[EXTRACTED TEXT]
☆ ☆ ☆ ☆ ☆ ☆ ☆

When Ordinary Time Is Anything But | Sojourners

When Ordinary Time Is Anything But

Reflections on the Revised Common Lectionary, Cycle A.
Illustration by Ellen Weinstein

ORDINARY TIME RARELY is. These texts in July fall in “ordinary” time on the Christian liturgical calendar, that time after the holy days of Lent, Easter, and Pentecost. I often think about the irony of this time being designated “ordinary,” since rarely is it ordinary or mundane. There usually is something going on in the world that demands our attention or causes us concern. Certainly, that is true in this season of the coronavirus. So “ordinary,” as we know it, is hardly an apt term.

☆ ☆ ☆ ☆ ☆ ☆ ☆

[ACTIVITIES]
a – Quote the Ordinary Time reflection from "Illustration by Ellen" down to "an apt term.".
b – In the Ordinary Time reflection, which holy days does ordinary time come after?
The lines after this have nothing to do with the Ordinary Time reflection.

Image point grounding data

☆ ☆ ☆ ☆ ☆ ☆ ☆

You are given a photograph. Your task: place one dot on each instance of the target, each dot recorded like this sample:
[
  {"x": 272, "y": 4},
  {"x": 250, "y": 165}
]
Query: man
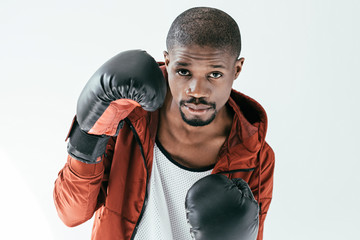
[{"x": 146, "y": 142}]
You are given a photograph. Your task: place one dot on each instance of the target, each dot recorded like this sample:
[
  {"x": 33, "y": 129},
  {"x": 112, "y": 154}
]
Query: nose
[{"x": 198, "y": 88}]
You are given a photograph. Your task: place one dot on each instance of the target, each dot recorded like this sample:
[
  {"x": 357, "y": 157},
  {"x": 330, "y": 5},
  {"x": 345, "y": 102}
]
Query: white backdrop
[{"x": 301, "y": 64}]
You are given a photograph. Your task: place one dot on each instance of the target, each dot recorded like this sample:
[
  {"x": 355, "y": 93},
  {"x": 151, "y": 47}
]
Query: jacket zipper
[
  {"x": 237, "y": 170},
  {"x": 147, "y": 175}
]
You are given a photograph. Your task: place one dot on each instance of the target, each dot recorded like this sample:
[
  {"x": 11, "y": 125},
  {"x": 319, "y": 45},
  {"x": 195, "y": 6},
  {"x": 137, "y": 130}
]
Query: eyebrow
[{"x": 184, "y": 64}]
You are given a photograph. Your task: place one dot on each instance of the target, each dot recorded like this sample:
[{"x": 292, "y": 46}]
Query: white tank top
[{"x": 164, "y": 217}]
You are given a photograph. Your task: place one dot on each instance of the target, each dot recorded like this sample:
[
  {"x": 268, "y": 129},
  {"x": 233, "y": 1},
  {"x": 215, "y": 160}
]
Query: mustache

☆ ☆ ☆ ☆ ☆ ☆ ☆

[ANSWER SECTION]
a –
Illustration by Ellen Weinstein

ORDINARY TIME RARELY is. These texts in July fall in “ordinary” time on the Christian liturgical calendar, that time after the holy days of Lent, Easter, and Pentecost. I often think about the irony of this time being designated “ordinary,” since rarely is it ordinary or mundane. There usually is something going on in the world that demands our attention or causes us concern. Certainly, that is true in this season of the coronavirus. So “ordinary,” as we know it, is hardly an apt term.

b – Lent, Easter, and Pentecost.